**Testo di partenza**
Il cinema che può insegnare
a guardare

Per il Papa il neorealismo, seppur raccontando la drammatica realtà italiana seguita alla guerra mondiale, ha una valenza senza tempo. Da qui la sua riflessione sullo sguardo che apre alla trascendenza ed il cinema che può insegnare a guardare. «Come sarebbe bello — sostiene — riscoprire attraverso il cinema l’importanza dell’educazione allo sguardo puro. Proprio come ha fatto il neorealismo». Cita espressamente La strada di Fellini e I bambini ci guardano di Vittorio De Sica. Sottolinea che in «tanti film lo sguardo neorealista è stato lo sguardo dei bambini sul mondo: uno sguardo puro, capace di captare tutto, uno sguardo limpido attraverso il quale possiamo individuare subito e con nitidezza il bene e il male». Ritorna poi indietro con la memoria al viaggio sull’isola di Lesbos, agli occhi dei piccoli che vivono nei campi profughi: «In molte occasioni e in tanti Paesi diversi, i miei occhi hanno incontrato quelli dei bambini, poveri e ricchi, sani e malati, gioiosi e sofferenti. Essere guardati dagli occhi dei bambini — ribadisce — è un’esperienza che tutti conosciamo, che ci tocca fino in fondo al cuore e che ci obbliga anche a un esame di coscienza», poi rilancia la domanda: «Che cosa facciamo perché i bambini possano guardarci sorridendo e conservino uno sguardo limpido, ricco di fiducia e di speranza? Che cosa facciamo perché non venga rubata loro questa luce, perché questi occhi non vengano turbati e corrotti?»

Uno sguardo
che trasforma la realtà

In un mondo attraversato dai media digitali, che «possono esporre al rischio di dipendenza, di isolamento e di progressiva perdita di contatto con la realtà concreta», Francesco indica il grande valore sociale del cinema, quale strumento di aggregazione ed educativo e guarda al neorealismo come ad una lente d’ingrandimento che «tocca la realtà così com’è», se ne prende cura e, dunque, «mette in relazione».

**Elenco dei compiti**
a: Elenca tutti i rischi a cui, secondo il testo sul neorealismo, possono esporre i media digitali.
b: Riassumi in due frasi il testo sul neorealismo.
c: Prosegui il testo sul neorealismo partendo dalla sua ultima frase.

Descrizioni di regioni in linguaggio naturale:
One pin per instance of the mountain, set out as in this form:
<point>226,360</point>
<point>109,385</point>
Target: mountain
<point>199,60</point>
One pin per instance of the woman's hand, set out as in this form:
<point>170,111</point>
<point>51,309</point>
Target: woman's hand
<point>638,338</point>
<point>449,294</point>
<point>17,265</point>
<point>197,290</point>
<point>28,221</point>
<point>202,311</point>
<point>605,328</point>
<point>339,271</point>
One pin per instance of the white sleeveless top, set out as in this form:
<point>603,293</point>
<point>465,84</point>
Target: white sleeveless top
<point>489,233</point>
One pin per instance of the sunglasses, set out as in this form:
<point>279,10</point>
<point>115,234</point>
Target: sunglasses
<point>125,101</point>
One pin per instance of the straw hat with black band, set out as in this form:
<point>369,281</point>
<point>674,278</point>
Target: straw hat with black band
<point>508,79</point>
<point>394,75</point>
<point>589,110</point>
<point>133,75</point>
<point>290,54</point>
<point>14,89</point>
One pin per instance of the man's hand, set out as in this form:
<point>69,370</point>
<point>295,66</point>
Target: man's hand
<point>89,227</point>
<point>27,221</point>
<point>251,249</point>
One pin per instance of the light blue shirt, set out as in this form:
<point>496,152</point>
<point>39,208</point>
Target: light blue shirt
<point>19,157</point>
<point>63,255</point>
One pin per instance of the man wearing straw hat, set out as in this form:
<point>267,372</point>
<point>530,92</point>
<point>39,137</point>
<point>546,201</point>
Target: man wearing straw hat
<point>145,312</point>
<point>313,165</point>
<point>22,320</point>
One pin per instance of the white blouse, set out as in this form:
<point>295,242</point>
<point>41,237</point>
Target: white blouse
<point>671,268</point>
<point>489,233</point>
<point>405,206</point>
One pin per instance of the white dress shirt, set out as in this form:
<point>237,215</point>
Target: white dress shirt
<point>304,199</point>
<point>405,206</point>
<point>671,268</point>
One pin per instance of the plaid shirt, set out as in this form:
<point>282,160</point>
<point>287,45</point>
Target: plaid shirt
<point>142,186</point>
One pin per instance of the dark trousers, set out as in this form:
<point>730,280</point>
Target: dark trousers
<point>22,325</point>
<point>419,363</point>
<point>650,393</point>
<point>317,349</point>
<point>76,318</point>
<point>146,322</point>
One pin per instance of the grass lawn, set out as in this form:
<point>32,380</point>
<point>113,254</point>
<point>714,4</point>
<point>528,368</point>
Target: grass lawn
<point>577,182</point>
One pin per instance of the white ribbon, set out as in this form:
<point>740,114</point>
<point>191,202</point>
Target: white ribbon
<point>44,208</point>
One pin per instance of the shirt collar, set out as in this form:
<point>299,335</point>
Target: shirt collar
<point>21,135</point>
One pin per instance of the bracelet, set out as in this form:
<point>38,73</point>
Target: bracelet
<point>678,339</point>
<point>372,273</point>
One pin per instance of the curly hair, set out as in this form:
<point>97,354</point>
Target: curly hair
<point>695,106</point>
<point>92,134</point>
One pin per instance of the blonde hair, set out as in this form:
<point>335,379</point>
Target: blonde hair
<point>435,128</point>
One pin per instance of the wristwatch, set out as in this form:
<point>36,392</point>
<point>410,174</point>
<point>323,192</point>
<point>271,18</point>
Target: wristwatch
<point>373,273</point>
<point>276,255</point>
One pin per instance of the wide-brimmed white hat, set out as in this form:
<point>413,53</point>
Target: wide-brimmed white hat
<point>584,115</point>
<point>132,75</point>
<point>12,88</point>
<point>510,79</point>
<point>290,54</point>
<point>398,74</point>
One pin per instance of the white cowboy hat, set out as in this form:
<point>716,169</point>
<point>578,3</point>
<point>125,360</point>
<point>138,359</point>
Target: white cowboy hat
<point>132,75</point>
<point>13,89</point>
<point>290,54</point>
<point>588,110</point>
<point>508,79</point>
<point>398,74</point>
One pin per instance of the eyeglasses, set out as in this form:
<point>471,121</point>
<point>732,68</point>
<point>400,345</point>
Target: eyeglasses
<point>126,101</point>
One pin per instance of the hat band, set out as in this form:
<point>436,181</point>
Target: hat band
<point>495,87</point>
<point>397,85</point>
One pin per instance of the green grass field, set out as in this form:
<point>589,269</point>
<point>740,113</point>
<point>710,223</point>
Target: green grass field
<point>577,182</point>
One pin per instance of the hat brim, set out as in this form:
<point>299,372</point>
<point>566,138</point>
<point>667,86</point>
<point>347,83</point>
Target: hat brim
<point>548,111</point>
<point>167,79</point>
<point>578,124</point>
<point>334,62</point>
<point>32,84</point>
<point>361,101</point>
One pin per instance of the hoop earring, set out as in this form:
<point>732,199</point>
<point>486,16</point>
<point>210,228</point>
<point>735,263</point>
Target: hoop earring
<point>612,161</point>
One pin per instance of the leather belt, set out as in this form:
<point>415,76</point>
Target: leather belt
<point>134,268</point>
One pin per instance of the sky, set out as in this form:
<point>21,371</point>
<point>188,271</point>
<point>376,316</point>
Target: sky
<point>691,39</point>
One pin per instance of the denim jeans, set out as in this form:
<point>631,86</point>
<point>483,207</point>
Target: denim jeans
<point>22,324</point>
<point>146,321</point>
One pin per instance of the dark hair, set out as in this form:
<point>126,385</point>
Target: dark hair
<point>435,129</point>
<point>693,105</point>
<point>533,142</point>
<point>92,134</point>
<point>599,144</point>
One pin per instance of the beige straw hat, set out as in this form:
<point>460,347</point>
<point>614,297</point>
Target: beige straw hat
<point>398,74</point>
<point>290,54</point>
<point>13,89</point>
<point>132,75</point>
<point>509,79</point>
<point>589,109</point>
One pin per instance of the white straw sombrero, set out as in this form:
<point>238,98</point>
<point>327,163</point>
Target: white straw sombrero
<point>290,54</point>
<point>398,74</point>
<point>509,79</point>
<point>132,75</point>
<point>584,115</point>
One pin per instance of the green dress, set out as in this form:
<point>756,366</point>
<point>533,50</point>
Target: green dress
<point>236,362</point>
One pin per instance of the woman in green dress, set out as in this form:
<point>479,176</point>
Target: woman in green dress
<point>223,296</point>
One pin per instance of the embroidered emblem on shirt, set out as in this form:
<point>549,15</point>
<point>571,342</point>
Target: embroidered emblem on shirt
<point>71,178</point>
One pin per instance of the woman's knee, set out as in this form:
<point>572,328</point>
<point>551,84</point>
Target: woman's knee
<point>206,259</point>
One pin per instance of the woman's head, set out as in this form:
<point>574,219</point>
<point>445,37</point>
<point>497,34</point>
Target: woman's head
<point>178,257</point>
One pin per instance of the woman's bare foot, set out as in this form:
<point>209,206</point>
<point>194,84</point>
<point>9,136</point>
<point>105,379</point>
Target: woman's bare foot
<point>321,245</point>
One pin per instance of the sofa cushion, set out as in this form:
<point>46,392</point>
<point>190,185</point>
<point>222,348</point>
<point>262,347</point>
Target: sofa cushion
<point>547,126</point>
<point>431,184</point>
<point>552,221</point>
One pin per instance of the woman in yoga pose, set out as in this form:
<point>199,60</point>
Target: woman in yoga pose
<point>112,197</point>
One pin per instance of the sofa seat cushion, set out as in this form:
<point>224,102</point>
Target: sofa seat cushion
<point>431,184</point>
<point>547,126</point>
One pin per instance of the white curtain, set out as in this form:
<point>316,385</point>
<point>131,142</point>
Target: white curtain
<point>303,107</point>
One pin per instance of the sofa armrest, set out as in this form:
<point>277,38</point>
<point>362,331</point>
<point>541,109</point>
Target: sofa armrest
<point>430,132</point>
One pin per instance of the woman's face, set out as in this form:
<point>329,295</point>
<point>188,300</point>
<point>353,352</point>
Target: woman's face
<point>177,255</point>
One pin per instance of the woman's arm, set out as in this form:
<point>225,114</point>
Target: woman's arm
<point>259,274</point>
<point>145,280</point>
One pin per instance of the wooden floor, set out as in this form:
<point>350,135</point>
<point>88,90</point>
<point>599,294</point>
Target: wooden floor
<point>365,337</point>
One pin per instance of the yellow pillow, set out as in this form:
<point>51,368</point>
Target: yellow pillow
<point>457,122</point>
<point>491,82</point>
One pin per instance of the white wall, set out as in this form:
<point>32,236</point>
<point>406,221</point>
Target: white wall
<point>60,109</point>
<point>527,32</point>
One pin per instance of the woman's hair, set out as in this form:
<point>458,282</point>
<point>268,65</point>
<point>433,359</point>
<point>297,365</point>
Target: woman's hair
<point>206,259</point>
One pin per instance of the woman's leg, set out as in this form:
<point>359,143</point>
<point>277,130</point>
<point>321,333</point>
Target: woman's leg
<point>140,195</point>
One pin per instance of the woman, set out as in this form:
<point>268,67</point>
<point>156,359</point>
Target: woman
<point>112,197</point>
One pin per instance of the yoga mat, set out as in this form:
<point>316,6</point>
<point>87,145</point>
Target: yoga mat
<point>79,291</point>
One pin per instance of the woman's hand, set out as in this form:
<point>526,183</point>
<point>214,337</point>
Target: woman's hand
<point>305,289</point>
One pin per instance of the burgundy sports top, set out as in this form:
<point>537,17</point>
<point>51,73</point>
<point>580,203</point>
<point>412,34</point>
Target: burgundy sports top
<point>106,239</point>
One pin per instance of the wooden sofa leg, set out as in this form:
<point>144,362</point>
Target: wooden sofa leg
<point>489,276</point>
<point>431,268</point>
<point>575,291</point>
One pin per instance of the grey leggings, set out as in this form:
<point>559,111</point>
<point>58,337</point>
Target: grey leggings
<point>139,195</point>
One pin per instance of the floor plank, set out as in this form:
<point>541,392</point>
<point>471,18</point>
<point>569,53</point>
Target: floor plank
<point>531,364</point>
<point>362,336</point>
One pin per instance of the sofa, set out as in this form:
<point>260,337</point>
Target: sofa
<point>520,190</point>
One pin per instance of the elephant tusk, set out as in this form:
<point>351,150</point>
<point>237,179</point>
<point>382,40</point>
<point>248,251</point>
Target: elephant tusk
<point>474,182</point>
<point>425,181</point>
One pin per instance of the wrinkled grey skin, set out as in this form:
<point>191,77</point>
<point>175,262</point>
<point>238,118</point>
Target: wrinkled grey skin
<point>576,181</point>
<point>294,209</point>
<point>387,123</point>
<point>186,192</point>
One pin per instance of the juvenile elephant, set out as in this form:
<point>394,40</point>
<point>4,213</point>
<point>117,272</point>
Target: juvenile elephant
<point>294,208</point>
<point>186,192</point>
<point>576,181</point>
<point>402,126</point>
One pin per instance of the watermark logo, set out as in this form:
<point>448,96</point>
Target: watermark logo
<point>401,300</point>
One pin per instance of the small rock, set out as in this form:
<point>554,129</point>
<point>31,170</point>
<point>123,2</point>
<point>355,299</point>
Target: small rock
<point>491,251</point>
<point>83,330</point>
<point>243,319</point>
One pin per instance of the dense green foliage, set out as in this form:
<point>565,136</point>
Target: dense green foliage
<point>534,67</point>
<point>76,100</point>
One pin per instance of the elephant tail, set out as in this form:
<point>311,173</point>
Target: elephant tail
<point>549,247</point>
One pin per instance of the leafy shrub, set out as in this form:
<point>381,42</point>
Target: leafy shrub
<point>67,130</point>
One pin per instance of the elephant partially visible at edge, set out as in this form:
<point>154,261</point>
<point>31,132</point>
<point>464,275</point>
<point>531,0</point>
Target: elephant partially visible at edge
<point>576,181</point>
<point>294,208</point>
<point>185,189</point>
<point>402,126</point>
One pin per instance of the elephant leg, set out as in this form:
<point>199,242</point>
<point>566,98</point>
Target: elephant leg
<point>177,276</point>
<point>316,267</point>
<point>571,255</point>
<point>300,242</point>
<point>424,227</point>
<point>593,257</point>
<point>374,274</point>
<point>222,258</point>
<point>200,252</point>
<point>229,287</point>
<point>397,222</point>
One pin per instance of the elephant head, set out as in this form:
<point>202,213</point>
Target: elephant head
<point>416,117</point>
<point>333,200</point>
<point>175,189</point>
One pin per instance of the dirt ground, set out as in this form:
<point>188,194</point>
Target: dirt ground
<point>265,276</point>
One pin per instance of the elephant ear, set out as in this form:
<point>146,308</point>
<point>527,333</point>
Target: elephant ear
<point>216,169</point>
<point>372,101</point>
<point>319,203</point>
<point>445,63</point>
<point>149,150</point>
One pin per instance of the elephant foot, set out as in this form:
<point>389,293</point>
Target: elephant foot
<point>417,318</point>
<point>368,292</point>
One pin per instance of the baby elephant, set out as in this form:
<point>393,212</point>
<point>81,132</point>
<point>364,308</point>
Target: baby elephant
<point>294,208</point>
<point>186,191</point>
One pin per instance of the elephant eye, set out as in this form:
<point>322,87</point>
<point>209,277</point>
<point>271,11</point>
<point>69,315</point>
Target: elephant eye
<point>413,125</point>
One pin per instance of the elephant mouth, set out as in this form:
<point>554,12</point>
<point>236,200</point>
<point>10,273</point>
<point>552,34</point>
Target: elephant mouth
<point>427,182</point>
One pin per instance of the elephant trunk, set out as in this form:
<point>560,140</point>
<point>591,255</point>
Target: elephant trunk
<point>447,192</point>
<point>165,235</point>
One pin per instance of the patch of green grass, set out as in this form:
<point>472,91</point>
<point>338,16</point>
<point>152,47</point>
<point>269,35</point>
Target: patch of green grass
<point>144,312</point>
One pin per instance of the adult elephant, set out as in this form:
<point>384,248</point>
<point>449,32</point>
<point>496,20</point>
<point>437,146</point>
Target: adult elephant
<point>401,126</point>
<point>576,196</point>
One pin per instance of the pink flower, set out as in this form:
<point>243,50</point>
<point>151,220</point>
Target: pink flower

**Soluzioni**
a:
- dipendenza
- isolamento
- progressiva perdita di contatto con la realtà concreta

b: Per il Papa il neorealismo, pur raccontando la drammatica realtà italiana seguita alla guerra mondiale, ha una valenza senza tempo e può educare allo sguardo puro dei bambini, capace di individuare con nitidezza il bene e il male. In un mondo attraversato dai media digitali, Francesco indica il grande valore sociale ed educativo del cinema e guarda al neorealismo come a una lente d'ingrandimento che tocca la realtà così com'è e mette in relazione.

c:
«Vedere è un atto che si compie solo con gli occhi — evidenzia —, per guardare occorrono gli occhi e il cuore». Francesco spiega che i film neorealisti non sono dei documentari che restituiscono una semplice registrazione «oculare della realtà; la restituiscono sì, ma in tutta la sua crudezza, attraverso uno sguardo che coinvolge, che muove le viscere, che genera compassione». Per il Papa è «la qualità dello sguardo a fare la differenza, allora come oggi. Quello neorealista — aggiunge — non è uno sguardo da lontano, ma uno sguardo che avvicina, che tocca la realtà così com’è, che se ne prende cura e, dunque, che mette in relazione». Uno sguardo — dice — che «la realtà la trasforma», perché «non è uno sguardo che ti lascia dove sei, ma è uno sguardo che ti porta su, che ti solleva, che ti invita ad alzarti», vicino agli ultimi. Uno «sguardo che nelle tenebre custodisce il gusto e il senso della luce. È uno sguardo di svelamento»: capace di mostrare passaggi «dove noi non vediamo che un limite», «apre brecce negli sbarramenti, scorge i segni di una realtà più bella e più grande».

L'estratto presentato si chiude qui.